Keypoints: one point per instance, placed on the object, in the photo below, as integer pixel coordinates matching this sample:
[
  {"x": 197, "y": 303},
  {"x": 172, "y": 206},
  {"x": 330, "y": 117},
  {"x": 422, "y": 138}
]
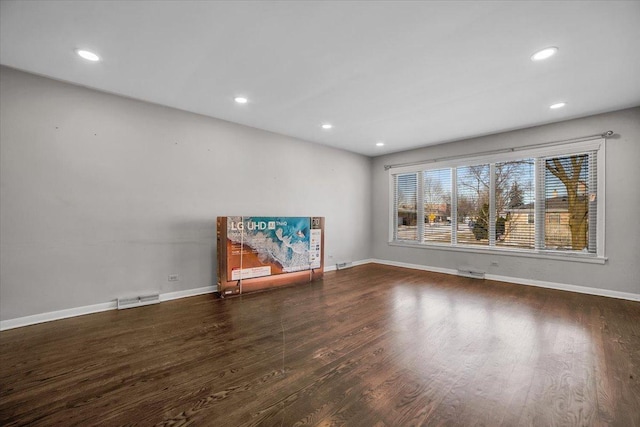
☆ ☆ ☆
Quote every line of the records above word for word, leaving out the picture.

Keypoints: one point per instance, placed on the object, in the photo below, as integer pixel coordinates matching this sample:
[
  {"x": 197, "y": 303},
  {"x": 172, "y": 206},
  {"x": 330, "y": 117},
  {"x": 422, "y": 138}
]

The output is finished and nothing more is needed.